* BEGIN INFORMATION SHOWN *

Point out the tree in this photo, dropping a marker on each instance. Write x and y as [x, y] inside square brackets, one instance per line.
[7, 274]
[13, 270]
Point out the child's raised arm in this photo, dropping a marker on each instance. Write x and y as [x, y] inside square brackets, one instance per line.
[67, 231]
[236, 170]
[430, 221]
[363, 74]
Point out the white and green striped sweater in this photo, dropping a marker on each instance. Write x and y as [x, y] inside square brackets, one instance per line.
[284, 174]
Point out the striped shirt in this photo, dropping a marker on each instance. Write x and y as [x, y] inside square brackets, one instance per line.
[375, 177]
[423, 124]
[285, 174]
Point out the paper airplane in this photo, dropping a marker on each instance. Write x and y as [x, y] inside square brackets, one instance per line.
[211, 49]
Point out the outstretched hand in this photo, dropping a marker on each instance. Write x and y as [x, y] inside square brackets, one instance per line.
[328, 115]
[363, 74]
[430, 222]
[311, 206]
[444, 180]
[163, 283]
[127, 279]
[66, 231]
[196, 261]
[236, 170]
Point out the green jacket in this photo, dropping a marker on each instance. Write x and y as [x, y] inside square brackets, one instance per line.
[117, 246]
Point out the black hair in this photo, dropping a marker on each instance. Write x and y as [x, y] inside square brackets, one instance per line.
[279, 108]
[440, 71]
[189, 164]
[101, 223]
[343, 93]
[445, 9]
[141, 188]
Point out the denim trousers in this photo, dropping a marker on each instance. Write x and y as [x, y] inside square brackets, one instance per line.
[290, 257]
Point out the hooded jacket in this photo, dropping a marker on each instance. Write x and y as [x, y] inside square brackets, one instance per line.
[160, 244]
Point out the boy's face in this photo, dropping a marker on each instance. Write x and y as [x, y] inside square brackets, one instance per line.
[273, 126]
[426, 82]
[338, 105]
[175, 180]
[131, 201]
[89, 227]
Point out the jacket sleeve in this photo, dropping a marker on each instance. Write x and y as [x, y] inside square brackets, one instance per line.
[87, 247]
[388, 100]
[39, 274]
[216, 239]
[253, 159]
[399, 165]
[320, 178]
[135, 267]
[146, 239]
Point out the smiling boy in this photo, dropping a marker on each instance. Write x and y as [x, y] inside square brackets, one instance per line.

* END INFORMATION SHOWN *

- DIRECTIVE:
Render all of the data above as a Markdown table with two columns, Row and Line. Give each line its own numbered row and leave out any blank lines.

- TASK RESPONSE:
| Row | Line |
|---|---|
| 1 | Point out the tree in this photo, dropping a marker on each instance. Write x and y as [x, y] inside square brackets, one instance per line. |
| 2 | [7, 274] |
| 3 | [13, 270] |
| 4 | Point out the child's raised arm in this photo, dropping a marker on each instance. Write x and y as [x, y] inside square brackets, one instance per line. |
| 5 | [67, 231] |
| 6 | [236, 170] |
| 7 | [430, 221] |
| 8 | [363, 74] |
| 9 | Point out the white and green striped sweater in this photo, dropping a marker on each instance. Write x and y as [x, y] inside square brackets, one instance per line. |
| 10 | [284, 174] |
| 11 | Point out the striped shirt in this photo, dropping a marker on each instance. Write x and y as [x, y] inside square brackets, one instance per line. |
| 12 | [375, 177] |
| 13 | [423, 124] |
| 14 | [285, 174] |
| 15 | Point out the paper airplane in this photo, dropping a marker on each instance. Write x and y as [x, y] inside square brackets, one instance per line. |
| 16 | [211, 49] |
| 17 | Point out the outstretched hand in this photo, dropping a marker on each instance. Write x and y as [x, y] inside square brackets, one instance per line. |
| 18 | [328, 115] |
| 19 | [363, 74] |
| 20 | [430, 222] |
| 21 | [311, 206] |
| 22 | [444, 180] |
| 23 | [163, 283] |
| 24 | [127, 279] |
| 25 | [66, 231] |
| 26 | [196, 261] |
| 27 | [236, 170] |
| 28 | Point out the green jacket in this photo, dropping a marker on each instance. Write x and y as [x, y] inside square brackets, one instance per line. |
| 29 | [117, 246] |
| 30 | Point out the black hair in this photo, dropping a marker on each instance. Write x and y as [x, y] inside square brackets, one instance per line. |
| 31 | [279, 108] |
| 32 | [440, 71] |
| 33 | [189, 164] |
| 34 | [101, 223] |
| 35 | [343, 93] |
| 36 | [445, 9] |
| 37 | [141, 188] |
| 38 | Point out the denim trousers in this photo, dropping a marker on each instance. Write x and y as [x, y] inside square brackets, one instance per line. |
| 39 | [290, 257] |
| 40 | Point out the hooded jacket in this photo, dropping a marker on each instance. Write x and y as [x, y] inside square brackets, one instance per line. |
| 41 | [160, 244] |
| 42 | Point out the boy's face in this photo, dropping a marker on each instance. Write x and y as [x, y] inside square brackets, one instance per line. |
| 43 | [273, 126] |
| 44 | [426, 82] |
| 45 | [338, 105] |
| 46 | [175, 180] |
| 47 | [131, 201] |
| 48 | [89, 227] |
| 49 | Point out the jacket sleeve in this photo, dropping a marker on each instance. Write x and y as [x, y] inside square brackets, one instance per line. |
| 50 | [87, 247] |
| 51 | [388, 100] |
| 52 | [39, 274] |
| 53 | [216, 239] |
| 54 | [253, 159] |
| 55 | [399, 165] |
| 56 | [320, 178] |
| 57 | [135, 267] |
| 58 | [146, 239] |
| 59 | Point out the smiling boy in this photo, dropping a marker on each instance. Write x and y as [x, y] inside square brackets, one instance per line. |